» GOAL
Can you write out the listing below from the line with "For an urgent annotation task, I need the black stripe" to the line with "381;347;459;375", both lines included, word for word and without the pictures?

» WORKING DATA
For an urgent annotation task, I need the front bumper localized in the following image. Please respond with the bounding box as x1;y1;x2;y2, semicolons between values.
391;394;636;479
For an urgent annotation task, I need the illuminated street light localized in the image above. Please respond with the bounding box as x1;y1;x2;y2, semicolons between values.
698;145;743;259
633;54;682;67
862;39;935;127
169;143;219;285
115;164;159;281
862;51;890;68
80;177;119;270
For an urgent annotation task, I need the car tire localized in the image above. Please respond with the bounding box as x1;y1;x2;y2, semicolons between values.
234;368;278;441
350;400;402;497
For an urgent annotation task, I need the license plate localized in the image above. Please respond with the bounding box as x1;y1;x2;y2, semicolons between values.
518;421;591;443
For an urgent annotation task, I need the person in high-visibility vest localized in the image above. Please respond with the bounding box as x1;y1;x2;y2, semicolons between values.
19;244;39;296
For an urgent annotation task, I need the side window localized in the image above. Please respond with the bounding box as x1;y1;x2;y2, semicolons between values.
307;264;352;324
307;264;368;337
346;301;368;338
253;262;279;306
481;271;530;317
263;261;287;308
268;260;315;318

...

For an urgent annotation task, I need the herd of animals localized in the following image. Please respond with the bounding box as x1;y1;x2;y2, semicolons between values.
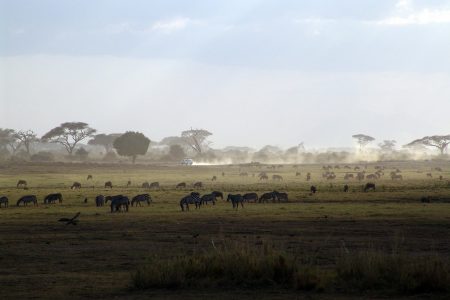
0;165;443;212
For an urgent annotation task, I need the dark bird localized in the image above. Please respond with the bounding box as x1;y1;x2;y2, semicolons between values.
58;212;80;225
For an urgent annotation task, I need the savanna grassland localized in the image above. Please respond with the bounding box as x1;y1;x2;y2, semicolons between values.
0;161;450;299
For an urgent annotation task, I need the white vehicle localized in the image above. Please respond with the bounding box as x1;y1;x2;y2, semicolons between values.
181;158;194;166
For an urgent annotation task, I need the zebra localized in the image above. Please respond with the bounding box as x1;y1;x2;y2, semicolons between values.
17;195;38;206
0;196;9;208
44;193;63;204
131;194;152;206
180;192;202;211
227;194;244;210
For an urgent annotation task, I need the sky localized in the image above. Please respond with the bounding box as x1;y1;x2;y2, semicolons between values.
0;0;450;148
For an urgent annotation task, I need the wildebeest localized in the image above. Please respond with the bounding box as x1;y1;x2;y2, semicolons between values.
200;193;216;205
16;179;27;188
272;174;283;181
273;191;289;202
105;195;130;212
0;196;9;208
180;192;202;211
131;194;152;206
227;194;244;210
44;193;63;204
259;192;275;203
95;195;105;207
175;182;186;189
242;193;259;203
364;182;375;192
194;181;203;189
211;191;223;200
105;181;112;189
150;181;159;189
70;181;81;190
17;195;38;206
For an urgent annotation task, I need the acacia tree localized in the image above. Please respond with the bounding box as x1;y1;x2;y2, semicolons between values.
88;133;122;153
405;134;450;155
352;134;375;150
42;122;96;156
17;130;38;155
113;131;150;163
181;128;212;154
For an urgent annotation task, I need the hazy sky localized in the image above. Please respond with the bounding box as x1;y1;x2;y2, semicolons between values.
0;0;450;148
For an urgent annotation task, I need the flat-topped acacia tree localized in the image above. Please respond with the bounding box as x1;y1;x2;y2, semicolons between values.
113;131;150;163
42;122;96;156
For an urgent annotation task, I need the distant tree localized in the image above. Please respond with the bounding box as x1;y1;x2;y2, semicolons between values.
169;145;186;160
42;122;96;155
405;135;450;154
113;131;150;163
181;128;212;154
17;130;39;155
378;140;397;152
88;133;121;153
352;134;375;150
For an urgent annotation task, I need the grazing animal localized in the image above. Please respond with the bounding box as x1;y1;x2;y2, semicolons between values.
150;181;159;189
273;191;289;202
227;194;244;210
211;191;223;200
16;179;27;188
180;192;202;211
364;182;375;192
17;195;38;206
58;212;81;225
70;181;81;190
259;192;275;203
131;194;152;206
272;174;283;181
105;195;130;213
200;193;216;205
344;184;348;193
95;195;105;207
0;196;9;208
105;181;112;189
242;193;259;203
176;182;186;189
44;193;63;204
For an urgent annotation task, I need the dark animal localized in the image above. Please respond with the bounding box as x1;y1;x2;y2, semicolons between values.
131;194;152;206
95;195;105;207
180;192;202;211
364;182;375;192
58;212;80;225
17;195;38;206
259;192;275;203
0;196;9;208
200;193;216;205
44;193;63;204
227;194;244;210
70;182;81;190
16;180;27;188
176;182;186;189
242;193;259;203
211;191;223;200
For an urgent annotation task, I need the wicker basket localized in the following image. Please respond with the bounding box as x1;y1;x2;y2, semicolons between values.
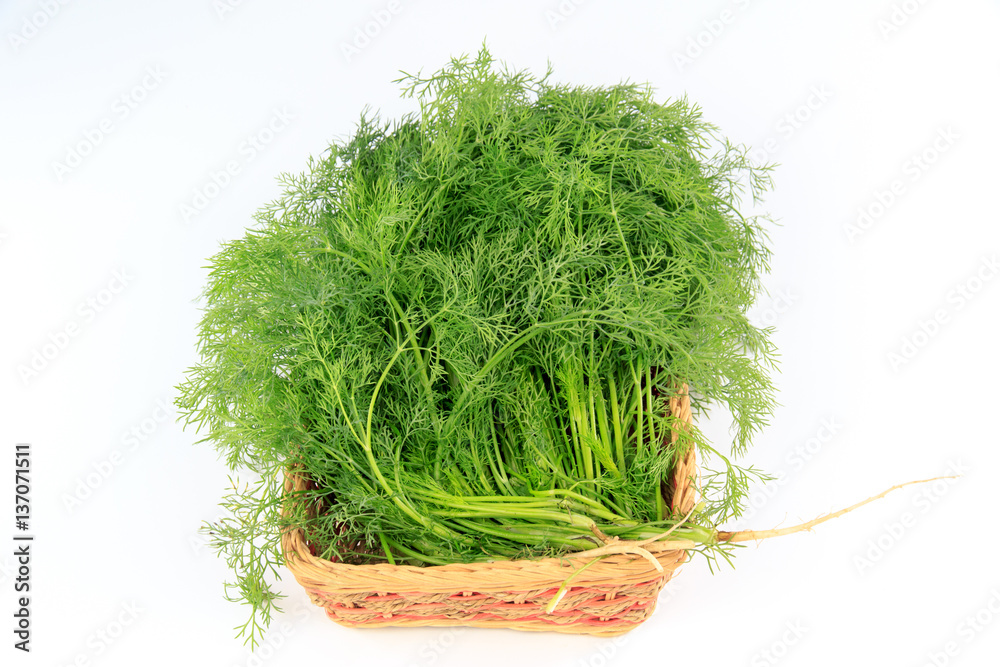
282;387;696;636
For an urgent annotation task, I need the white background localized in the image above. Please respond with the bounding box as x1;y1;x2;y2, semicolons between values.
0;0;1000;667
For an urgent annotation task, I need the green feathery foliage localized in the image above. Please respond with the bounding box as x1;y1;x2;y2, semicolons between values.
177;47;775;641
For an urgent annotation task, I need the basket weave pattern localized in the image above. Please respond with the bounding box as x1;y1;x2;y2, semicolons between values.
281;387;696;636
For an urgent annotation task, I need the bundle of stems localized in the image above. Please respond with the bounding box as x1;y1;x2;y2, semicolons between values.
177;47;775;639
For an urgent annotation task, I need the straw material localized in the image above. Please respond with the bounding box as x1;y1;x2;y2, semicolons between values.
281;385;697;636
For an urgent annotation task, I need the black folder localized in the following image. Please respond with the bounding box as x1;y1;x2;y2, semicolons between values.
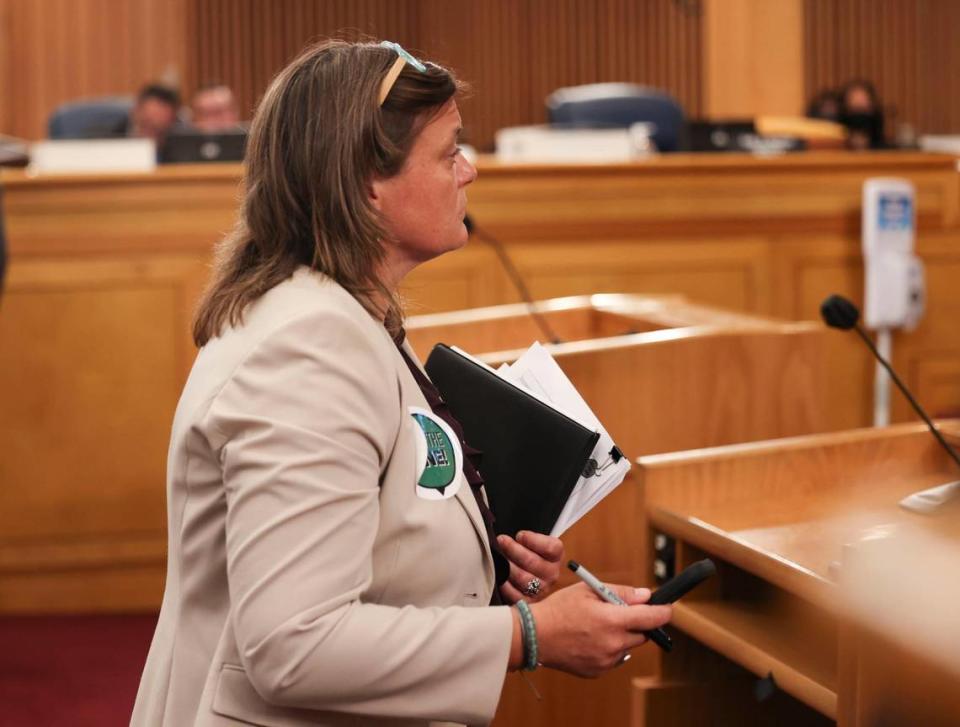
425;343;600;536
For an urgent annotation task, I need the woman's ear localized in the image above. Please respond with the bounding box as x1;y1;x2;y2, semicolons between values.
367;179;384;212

---

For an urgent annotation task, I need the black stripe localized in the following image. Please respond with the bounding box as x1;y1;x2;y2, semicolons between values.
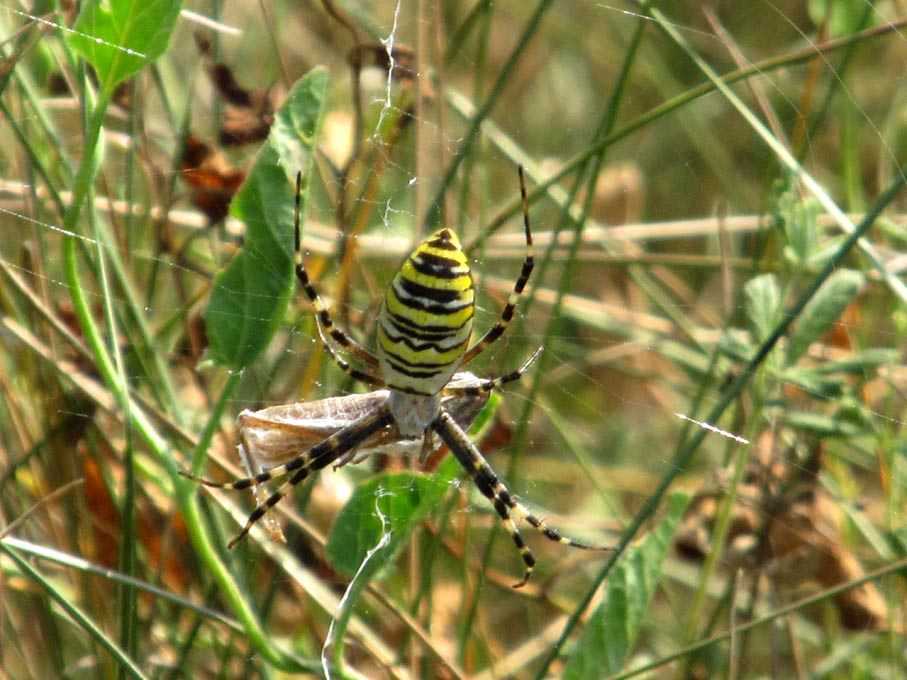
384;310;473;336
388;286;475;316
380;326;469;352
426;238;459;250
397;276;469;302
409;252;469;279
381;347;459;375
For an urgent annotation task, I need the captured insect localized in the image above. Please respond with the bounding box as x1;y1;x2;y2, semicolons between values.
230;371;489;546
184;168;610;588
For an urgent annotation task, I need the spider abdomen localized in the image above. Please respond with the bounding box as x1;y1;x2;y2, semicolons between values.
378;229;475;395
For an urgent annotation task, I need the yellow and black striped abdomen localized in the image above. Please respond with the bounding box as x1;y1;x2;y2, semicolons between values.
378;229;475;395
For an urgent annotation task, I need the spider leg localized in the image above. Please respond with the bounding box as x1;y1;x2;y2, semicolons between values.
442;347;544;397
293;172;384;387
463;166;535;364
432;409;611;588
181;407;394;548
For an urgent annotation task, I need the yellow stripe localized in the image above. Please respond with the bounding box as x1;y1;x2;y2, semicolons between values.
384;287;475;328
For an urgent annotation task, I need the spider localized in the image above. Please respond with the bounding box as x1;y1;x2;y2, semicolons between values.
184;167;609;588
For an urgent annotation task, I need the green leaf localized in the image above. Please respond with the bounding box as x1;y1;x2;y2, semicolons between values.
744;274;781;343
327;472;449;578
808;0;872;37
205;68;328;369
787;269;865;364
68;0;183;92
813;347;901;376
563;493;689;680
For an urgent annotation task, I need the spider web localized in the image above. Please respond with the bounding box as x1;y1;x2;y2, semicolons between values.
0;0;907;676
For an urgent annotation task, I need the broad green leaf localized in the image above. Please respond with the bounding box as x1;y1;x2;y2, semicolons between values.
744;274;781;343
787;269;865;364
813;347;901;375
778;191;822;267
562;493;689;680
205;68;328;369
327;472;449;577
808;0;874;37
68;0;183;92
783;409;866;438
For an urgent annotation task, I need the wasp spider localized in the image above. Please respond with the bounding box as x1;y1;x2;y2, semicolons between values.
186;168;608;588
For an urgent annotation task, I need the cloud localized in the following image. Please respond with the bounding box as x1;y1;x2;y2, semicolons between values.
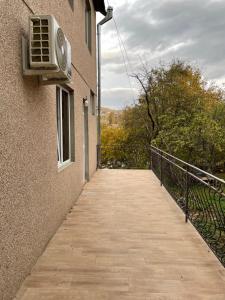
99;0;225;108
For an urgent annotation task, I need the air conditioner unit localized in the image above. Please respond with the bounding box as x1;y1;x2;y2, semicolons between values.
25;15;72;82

» FINAL RESULT
For an urgent annotation task, I need the black stripe localized in the following image. Please respond with the bounding box as x1;y1;x2;y2, semicolons between values.
384;310;473;336
388;286;475;316
380;326;469;352
426;238;459;250
397;276;469;302
409;252;469;279
381;347;459;375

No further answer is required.